**MATERIAL:**
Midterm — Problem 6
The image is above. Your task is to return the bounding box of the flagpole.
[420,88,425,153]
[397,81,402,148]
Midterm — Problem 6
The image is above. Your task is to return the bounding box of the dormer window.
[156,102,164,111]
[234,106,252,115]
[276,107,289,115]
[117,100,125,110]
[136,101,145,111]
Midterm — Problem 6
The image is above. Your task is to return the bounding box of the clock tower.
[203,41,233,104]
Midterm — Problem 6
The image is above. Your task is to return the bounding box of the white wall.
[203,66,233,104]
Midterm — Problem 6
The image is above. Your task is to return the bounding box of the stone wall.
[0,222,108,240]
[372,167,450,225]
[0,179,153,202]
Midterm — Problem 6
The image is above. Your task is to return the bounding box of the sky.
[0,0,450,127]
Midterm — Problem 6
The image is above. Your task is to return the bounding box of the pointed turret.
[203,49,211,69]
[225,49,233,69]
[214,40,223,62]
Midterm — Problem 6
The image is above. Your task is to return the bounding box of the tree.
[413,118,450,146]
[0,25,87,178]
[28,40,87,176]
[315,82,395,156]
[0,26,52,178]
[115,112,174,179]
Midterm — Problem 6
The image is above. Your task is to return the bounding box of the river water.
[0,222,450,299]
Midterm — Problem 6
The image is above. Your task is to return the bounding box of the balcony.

**EXERCISE INSTRUCTIONS:**
Recopy the entries above exactly, with every line included.

**SOLUTION TO THE PROBLEM:**
Midterm — Problem 6
The image is above. Your task is to return the bounding box of the flagpole.
[420,88,425,153]
[397,81,402,148]
Midterm — Problem 6
The image is above. Your task is to return the bounding box of the dormer window.
[156,102,164,111]
[234,106,252,115]
[276,107,289,115]
[117,100,125,110]
[136,101,145,111]
Midterm — Problem 6
The image is above. Your task is to return the bounding box of the clock tower.
[203,41,233,104]
Midterm — Problem 6
The image is above. Your task is to return the bounding box of the white wall.
[203,66,233,104]
Midterm — Problem 6
The image is above. Your task is to return the bounding box of the stone wall.
[0,222,108,240]
[372,167,450,225]
[0,179,153,202]
Midterm — Problem 6
The image is above. Your task is to return the bounding box of the sky.
[0,0,450,127]
Midterm — Problem 6
The image is above. Your task is to return the bounding box of the pointed turret.
[203,49,211,69]
[225,49,233,69]
[214,40,223,62]
Midterm — Problem 6
The image is above. Your task is to return the bounding box of the tree.
[413,118,450,146]
[0,25,87,178]
[28,40,87,176]
[315,82,395,156]
[0,26,52,178]
[115,112,174,179]
Midterm — Problem 6
The image is above. Your task is to return the bounding box of the river water.
[0,222,450,299]
Midterm — Problem 6
The image is above. Your task is to return the bounding box of the balcony.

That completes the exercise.